**AIM OF THE TASK**
Extract the lines in the entries below from the one containing "traffic light and" down to the one containing "[302,0,353,27]", both included, and reproduce them word for word.

Photo labels with bounding boxes:
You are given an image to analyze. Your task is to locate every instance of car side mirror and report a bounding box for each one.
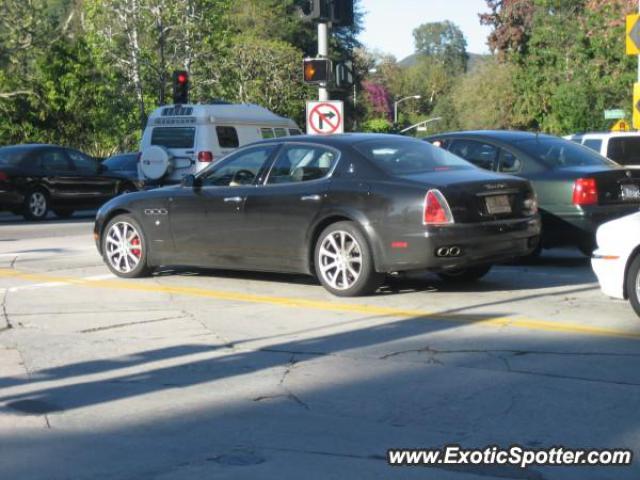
[181,175,200,188]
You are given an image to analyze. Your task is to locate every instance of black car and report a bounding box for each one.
[426,127,640,256]
[102,152,140,180]
[94,134,540,296]
[0,145,136,220]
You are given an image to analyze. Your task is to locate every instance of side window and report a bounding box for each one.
[260,128,275,140]
[200,145,276,187]
[499,150,522,173]
[583,138,602,153]
[449,140,498,170]
[39,150,71,173]
[67,150,98,174]
[267,145,338,185]
[216,127,240,148]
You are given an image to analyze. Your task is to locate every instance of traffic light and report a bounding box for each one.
[173,70,190,105]
[302,0,331,22]
[335,60,353,88]
[331,0,354,27]
[303,58,331,84]
[302,0,353,27]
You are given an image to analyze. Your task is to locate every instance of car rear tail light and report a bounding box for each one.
[523,192,538,215]
[573,178,598,206]
[198,152,213,163]
[423,190,454,225]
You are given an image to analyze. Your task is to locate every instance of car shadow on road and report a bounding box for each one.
[0,314,640,480]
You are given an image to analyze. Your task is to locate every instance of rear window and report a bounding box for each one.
[355,139,475,176]
[0,148,27,167]
[582,138,602,153]
[607,137,640,165]
[518,137,615,168]
[216,127,240,148]
[151,127,196,148]
[103,153,138,170]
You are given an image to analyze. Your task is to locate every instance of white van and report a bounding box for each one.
[564,132,640,168]
[138,104,302,184]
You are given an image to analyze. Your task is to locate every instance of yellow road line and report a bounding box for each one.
[0,268,640,340]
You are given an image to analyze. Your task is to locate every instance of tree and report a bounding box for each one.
[413,20,468,73]
[450,58,518,130]
[480,0,535,57]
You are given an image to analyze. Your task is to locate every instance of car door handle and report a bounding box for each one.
[300,195,322,202]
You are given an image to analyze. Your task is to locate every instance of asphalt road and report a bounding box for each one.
[0,216,640,480]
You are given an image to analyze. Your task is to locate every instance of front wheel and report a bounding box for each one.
[102,215,151,278]
[315,222,384,297]
[22,189,49,220]
[438,265,491,283]
[625,255,640,317]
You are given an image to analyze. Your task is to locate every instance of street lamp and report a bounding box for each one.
[393,95,422,125]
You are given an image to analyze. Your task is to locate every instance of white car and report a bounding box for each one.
[591,212,640,316]
[564,132,640,168]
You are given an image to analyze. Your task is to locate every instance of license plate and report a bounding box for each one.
[622,185,640,200]
[484,195,511,215]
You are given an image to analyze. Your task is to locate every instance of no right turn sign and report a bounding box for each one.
[307,101,344,135]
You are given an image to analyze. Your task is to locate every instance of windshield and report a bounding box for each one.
[355,138,476,176]
[518,137,616,168]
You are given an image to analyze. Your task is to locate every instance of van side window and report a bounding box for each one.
[216,127,240,148]
[260,128,275,140]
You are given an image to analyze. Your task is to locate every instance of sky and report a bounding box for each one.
[360,0,490,60]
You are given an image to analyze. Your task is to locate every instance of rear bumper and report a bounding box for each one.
[378,217,540,272]
[0,186,24,210]
[591,249,626,299]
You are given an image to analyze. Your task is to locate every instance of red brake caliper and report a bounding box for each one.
[131,237,142,257]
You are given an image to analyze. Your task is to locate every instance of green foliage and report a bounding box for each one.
[362,118,393,133]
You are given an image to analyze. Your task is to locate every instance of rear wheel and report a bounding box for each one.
[315,222,384,297]
[625,255,640,317]
[22,189,49,220]
[438,265,491,283]
[102,215,151,278]
[53,208,74,218]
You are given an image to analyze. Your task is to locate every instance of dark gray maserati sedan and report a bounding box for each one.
[94,134,540,296]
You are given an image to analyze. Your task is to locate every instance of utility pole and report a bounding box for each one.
[318,22,330,102]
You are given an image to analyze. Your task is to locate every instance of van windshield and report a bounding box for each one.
[151,127,196,148]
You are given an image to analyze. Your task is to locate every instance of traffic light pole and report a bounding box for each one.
[318,23,330,102]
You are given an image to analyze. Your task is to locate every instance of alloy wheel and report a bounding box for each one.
[318,230,362,290]
[105,222,142,273]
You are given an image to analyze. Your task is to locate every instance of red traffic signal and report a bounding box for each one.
[303,58,331,84]
[173,70,190,105]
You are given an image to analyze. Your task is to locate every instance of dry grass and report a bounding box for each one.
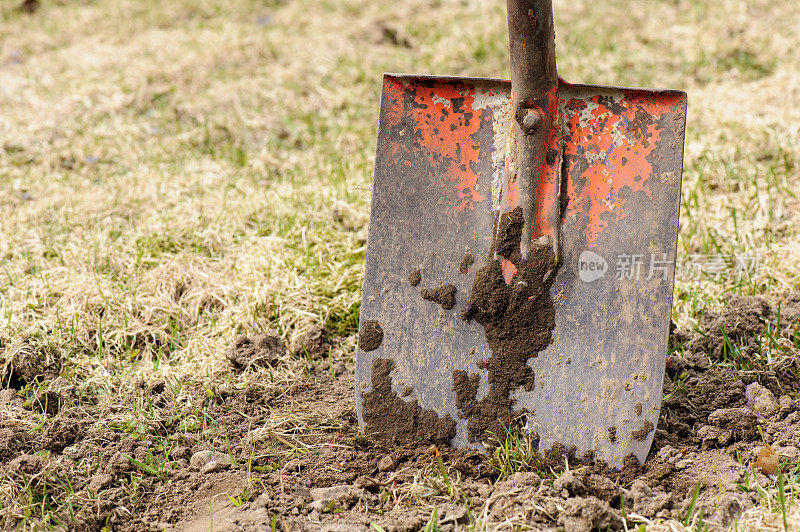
[0,0,800,529]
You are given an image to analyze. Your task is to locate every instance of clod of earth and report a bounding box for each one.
[362,358,456,445]
[753,443,778,475]
[420,283,456,310]
[631,420,655,441]
[453,208,556,442]
[358,320,383,352]
[458,251,475,275]
[225,332,286,371]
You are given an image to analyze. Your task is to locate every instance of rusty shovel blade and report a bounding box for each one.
[355,75,686,466]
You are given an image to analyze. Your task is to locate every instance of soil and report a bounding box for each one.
[225,332,286,372]
[453,208,555,442]
[420,283,456,310]
[358,320,383,352]
[458,251,475,275]
[362,358,456,445]
[0,299,800,531]
[291,325,333,359]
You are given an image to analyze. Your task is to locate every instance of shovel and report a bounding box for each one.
[355,0,686,467]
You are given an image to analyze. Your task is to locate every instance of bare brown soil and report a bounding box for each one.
[0,296,800,530]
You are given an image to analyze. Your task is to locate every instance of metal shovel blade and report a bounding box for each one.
[355,75,686,466]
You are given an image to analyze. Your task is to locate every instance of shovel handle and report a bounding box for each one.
[507,0,560,260]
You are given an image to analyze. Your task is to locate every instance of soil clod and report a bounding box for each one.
[291,325,333,359]
[458,251,475,275]
[420,283,456,310]
[225,332,286,371]
[453,208,555,442]
[358,320,383,352]
[362,358,456,445]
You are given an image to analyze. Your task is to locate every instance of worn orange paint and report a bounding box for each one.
[384,77,489,213]
[561,91,679,247]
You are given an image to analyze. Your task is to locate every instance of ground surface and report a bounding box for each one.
[0,0,800,530]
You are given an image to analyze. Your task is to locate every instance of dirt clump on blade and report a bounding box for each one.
[291,325,333,359]
[362,358,456,445]
[453,208,555,442]
[225,332,286,371]
[358,320,383,352]
[420,283,456,310]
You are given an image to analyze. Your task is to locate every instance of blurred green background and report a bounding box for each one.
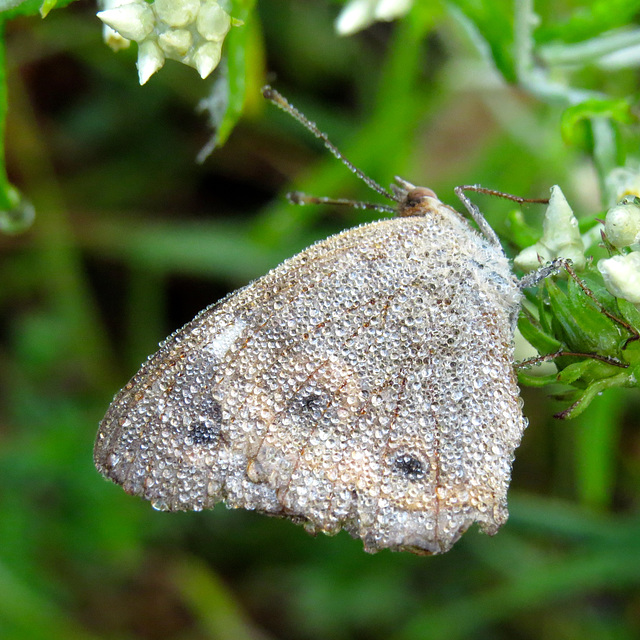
[0,0,640,640]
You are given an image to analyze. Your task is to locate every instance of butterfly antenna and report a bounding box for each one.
[262,85,399,202]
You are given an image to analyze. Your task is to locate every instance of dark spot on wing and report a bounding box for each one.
[393,453,425,481]
[289,391,330,426]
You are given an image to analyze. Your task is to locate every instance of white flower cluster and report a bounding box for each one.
[513,185,586,271]
[98,0,238,84]
[336,0,413,36]
[514,181,640,309]
[598,196,640,309]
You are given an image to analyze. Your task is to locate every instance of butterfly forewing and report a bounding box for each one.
[95,205,524,553]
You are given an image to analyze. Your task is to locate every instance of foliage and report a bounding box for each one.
[0,0,640,639]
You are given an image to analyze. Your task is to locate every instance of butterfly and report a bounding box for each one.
[94,88,526,554]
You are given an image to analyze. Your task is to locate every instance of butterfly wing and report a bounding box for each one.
[94,210,524,553]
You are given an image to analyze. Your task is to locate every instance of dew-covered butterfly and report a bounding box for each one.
[94,88,526,553]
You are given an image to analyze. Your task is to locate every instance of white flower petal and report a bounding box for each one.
[335,0,376,36]
[136,40,164,84]
[193,42,222,80]
[152,0,200,27]
[598,251,640,305]
[604,202,640,247]
[97,2,155,42]
[158,29,193,61]
[102,24,131,51]
[514,185,586,271]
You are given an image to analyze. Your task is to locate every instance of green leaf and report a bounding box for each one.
[215,0,258,147]
[560,98,636,145]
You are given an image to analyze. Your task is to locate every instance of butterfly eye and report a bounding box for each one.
[393,453,425,482]
[189,398,222,445]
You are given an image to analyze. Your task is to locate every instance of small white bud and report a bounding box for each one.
[598,251,640,305]
[97,0,155,41]
[604,196,640,247]
[513,185,586,271]
[196,2,231,40]
[152,0,200,27]
[193,42,222,80]
[158,29,193,59]
[136,40,164,84]
[102,24,131,51]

**ANSWER TO THIS EXERCISE**
You are given an image to analyze. Your task is to locate every instance of traffic light and report a bounding box for each one.
[173,70,190,105]
[302,0,331,22]
[335,60,353,88]
[331,0,354,27]
[303,58,331,84]
[302,0,353,27]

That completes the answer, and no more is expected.